§ Document section
· · · · ·

Being hospitalized is a difficult experience for patients. They may be scared and unsure of what’s to come, but the power of a nurse can help these feelings subside. Nurses are truly at the core of patient care, providing compassionate care to each patient, no matter how big or small the issue at hand may be.
Working in critical care settings, nurses are faced with challenging and complex cases, caring for some of the more vulnerable and fragile patients in a hospital. Patients in an intensive care unit, whether adult, pediatric, or neonatal, all require continuous monitoring and greater technological support to meet those needs. With conditions that can change at a moment’s notice, critical care nurses are under immense pressure.

· · · · ·

§ Extracted information
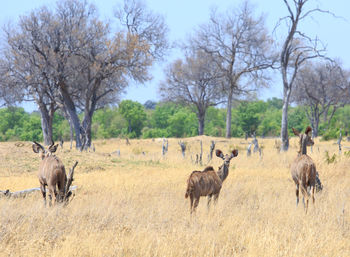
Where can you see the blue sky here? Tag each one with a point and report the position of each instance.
(182, 16)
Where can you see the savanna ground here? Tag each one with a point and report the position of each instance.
(134, 205)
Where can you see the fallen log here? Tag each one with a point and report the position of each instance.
(23, 193)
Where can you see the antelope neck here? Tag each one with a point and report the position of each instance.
(223, 171)
(303, 146)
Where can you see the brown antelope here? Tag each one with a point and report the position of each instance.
(208, 182)
(52, 173)
(303, 168)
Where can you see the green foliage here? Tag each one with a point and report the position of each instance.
(107, 123)
(330, 159)
(183, 124)
(215, 122)
(270, 124)
(297, 119)
(249, 115)
(135, 115)
(170, 120)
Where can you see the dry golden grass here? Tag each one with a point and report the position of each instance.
(134, 205)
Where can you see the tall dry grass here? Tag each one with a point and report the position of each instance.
(134, 205)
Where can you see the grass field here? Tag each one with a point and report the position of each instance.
(134, 205)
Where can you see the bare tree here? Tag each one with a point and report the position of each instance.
(239, 45)
(76, 63)
(322, 88)
(194, 82)
(23, 73)
(297, 48)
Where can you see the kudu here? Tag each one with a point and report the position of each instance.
(303, 168)
(53, 174)
(208, 182)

· · · · ·

§ Brief 1
According to the passage on critical care nursing, why are critical care nurses under immense pressure? Answer in one to three sentences.
§ Brief 2
Carry on the passage on critical care nursing, starting after its final sentence.

§ Exercise answer 1
Critical care nurses are under immense pressure because their patients' conditions can change at a moment's notice. They also handle challenging and complex cases involving some of the most vulnerable and fragile patients in a hospital.

§ Exercise answer 2
Now more than ever, greater responsibility has been placed on nurses in critical care. Each year, the number of beds in critical care units continues to grow. From 2000 – 2010, the number of ICU beds grew by 16.2%; neonatal ICU beds specifically jumped 29%. At the same time, critical care is expanding, the number of nurses is shrinking. Shortages in nursing have been a fear long before the pandemic. Nursing shortages can lead to longer shifts, in turn resulting in fatigue and the onset of burnout quicker. The demand of the job is growing, while the expectation of providing high-quality care will always remain in place. It’s important to recognize what’s contributing to nursing burnout and shortages and ways that we can provide nurses the same support they give to patients.
Dealing with the strain of the job
With the growth of ICU beds and frequent monitoring of critically ill patients, the industry has seen the toll it has exacted on nurses. 2020 proved to be a tough year for all healthcare professionals, but perhaps none more than critical care nurses. Yet, feeling the pressure and burnout from the profession is not new. Even before the pandemic, critical care nurses rated their physical and mental well-being scores low. A study conducted in the Journal of General Psychiatry revealed that nurses often feel more stress than their physician colleagues. A survey showed that 40% of physicians felt acute stress from their job, while 64% of nurses answered “yes” to the same question.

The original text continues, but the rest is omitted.